[THE PROBLEM] Below are the entries to work from; restate word for word the portion that opens with the line containing "target | person sitting on sled" and closes with the line containing "target | long-sleeve shirt", keeping both.

DATASET ENTRIES section start

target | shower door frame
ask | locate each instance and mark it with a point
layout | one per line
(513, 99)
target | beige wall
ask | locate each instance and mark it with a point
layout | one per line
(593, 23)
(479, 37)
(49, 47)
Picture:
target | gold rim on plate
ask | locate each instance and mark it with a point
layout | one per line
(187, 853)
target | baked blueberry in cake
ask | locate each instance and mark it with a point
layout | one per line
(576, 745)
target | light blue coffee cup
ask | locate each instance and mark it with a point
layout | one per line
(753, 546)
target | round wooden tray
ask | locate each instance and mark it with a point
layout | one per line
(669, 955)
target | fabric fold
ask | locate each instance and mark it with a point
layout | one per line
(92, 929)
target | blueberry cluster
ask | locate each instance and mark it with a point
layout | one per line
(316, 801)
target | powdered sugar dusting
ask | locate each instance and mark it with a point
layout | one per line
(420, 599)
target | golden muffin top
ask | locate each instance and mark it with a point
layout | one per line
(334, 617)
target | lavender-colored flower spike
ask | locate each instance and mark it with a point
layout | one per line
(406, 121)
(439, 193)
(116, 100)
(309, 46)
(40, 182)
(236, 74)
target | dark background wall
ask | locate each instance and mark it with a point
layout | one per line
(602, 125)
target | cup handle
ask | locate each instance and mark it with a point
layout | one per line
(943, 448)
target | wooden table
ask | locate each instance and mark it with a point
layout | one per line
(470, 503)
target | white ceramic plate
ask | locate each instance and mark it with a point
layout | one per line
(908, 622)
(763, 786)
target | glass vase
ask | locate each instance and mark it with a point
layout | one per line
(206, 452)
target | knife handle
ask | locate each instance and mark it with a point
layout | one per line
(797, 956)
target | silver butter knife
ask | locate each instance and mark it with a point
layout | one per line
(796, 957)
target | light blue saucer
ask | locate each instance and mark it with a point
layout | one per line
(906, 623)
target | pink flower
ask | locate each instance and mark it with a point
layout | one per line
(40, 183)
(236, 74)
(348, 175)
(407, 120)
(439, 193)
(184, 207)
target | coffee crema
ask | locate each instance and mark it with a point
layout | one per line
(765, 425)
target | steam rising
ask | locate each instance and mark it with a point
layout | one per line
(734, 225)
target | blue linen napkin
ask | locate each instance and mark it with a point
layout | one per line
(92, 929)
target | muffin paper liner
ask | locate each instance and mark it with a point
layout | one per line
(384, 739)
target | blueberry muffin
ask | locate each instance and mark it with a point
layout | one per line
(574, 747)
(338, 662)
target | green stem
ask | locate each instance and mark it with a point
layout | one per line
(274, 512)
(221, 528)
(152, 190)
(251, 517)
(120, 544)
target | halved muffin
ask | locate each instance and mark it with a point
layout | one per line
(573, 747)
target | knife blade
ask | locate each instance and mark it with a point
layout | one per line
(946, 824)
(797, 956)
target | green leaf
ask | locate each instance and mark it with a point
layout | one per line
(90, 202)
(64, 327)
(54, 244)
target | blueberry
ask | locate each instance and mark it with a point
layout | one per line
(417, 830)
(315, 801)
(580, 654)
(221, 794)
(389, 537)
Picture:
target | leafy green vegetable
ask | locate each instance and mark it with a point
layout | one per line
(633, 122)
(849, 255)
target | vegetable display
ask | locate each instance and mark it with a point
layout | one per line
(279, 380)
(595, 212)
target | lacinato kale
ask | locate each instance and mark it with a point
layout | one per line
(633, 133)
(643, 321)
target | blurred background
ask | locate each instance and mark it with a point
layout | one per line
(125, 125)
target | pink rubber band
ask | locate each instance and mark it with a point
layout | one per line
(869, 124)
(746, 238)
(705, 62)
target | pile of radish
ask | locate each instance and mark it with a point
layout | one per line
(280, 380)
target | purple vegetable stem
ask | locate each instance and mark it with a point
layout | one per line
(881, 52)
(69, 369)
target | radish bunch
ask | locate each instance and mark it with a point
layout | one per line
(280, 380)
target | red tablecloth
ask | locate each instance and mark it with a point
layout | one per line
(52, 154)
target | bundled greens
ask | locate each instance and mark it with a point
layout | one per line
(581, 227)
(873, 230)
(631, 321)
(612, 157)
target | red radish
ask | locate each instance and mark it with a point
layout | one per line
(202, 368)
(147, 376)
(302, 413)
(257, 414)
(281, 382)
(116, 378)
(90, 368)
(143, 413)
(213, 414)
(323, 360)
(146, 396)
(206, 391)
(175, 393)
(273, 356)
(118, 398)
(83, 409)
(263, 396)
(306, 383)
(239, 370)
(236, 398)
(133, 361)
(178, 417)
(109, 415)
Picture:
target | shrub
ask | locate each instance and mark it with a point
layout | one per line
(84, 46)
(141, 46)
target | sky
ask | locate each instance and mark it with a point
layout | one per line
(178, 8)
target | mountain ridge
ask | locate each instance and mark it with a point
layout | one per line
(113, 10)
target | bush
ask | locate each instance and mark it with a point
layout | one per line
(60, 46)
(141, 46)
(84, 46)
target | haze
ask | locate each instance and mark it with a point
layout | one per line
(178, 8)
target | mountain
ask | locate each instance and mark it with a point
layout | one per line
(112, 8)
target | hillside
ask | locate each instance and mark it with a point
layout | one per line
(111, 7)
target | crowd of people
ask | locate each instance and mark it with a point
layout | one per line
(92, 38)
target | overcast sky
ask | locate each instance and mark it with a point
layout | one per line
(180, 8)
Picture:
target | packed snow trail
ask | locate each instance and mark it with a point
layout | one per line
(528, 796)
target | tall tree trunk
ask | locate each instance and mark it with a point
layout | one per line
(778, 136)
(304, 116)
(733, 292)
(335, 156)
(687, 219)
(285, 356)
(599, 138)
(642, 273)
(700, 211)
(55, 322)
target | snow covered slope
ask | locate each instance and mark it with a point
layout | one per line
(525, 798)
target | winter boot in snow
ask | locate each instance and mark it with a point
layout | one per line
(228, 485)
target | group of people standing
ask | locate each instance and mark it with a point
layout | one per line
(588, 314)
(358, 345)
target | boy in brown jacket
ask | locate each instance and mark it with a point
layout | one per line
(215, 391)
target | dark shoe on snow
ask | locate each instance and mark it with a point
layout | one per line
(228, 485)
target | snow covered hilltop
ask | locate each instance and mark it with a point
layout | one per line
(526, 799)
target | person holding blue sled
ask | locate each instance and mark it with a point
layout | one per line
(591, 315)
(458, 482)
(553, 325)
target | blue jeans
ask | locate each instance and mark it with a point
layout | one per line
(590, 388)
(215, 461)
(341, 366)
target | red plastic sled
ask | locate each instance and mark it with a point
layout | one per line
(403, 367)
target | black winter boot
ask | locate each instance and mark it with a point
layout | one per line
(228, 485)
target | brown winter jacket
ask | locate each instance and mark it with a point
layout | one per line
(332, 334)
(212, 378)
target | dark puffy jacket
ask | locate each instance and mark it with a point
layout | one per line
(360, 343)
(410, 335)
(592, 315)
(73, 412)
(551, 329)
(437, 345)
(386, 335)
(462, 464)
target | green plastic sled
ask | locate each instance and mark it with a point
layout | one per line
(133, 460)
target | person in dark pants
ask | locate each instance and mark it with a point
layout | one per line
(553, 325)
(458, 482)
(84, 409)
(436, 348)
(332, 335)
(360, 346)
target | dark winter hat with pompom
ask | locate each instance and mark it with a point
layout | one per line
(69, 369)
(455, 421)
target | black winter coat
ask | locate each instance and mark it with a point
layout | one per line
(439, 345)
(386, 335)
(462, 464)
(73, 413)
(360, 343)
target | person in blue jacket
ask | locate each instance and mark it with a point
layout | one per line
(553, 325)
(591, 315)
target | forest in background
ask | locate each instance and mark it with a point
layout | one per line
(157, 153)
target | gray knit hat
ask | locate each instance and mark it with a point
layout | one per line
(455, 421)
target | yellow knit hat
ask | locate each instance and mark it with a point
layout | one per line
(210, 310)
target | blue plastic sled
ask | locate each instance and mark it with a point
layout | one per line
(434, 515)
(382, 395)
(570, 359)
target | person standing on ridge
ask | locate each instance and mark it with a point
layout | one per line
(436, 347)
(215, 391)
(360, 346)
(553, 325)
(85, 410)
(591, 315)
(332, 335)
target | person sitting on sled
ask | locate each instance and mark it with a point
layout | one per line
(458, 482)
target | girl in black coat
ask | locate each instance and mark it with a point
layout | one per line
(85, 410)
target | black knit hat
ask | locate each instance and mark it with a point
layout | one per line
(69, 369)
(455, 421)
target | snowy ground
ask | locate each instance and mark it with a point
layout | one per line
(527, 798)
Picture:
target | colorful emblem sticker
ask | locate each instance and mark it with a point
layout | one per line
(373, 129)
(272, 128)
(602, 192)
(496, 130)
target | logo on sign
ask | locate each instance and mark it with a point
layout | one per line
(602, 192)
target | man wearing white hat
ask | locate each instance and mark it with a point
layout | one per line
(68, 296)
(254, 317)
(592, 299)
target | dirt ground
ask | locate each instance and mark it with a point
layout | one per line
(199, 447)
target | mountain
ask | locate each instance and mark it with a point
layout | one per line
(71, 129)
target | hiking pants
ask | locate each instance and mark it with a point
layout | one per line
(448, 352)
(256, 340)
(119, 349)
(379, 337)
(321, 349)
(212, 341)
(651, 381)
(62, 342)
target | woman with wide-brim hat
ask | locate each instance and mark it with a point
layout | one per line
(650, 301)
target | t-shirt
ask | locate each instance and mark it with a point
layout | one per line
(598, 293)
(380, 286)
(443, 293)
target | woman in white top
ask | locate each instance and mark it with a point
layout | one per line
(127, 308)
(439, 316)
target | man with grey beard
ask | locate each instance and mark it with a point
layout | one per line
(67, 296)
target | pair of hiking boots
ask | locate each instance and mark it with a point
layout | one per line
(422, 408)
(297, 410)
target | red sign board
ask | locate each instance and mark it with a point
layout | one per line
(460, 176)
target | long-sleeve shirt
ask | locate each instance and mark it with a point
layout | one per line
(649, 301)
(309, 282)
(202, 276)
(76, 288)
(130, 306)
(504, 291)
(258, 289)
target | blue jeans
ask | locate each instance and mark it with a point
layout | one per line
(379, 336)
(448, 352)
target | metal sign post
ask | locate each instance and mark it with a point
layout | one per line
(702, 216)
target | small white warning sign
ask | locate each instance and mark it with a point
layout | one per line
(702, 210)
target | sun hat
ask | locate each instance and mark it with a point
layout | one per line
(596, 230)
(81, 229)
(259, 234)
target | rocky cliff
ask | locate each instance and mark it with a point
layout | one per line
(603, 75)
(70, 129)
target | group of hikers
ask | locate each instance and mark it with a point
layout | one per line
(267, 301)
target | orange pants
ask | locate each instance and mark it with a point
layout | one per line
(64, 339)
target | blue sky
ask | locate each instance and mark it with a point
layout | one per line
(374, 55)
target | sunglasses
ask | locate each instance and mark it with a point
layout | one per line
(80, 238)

DATASET ENTRIES section end

[PROBLEM SOLUTION]
target | person sitting on sled
ask | locate each instance and mark it with a point
layout | one per line
(458, 482)
target | girl in black coat
ask | locate each instance and mark it with a point
layout | one per line
(85, 410)
target | black knit hat
ask | locate each instance and mark it with a point
layout | one per line
(69, 369)
(455, 421)
target | snowy ground
ask | locate each instance and mark it with a point
layout | one per line
(527, 798)
Picture:
target | colorful emblem sticker
ask | locate each instance and mark it with a point
layout | one per line
(373, 129)
(272, 128)
(602, 192)
(496, 130)
target | logo on sign
ask | locate each instance and mark it with a point
layout | one per line
(602, 192)
target | man wearing white hat
ask | locate each instance and mark it with a point
layout | one per line
(68, 296)
(254, 317)
(592, 299)
target | dirt ground
ask | locate each instance and mark it with a point
layout | one per line
(199, 447)
target | mountain
ask | locate each instance and mark it with a point
layout | one per line
(71, 129)
target | hiking pants
ask | locate each instance and mark it with a point
layout | one per line
(448, 352)
(256, 340)
(119, 349)
(379, 337)
(321, 349)
(212, 341)
(651, 381)
(62, 342)
target | woman with wide-brim hat
ask | locate each instance and mark it with a point
layout | one per line
(650, 301)
target | t-shirt
ask | locate each instance and mark it with a point
layout | one per line
(598, 293)
(380, 286)
(443, 293)
target | woman in white top
ask | locate each instance and mark it with a point
layout | one per line
(127, 308)
(439, 316)
target | man with grey beard
ask | locate each instance and mark it with a point
layout | one per line
(67, 296)
target | pair of hiking boots
ask | locate each instance and mark it with a point
layout | one per line
(422, 408)
(297, 410)
target | red sign board
ask | locate each instance and mark it with a point
layout | one per line
(460, 176)
target | long-sleeve shirt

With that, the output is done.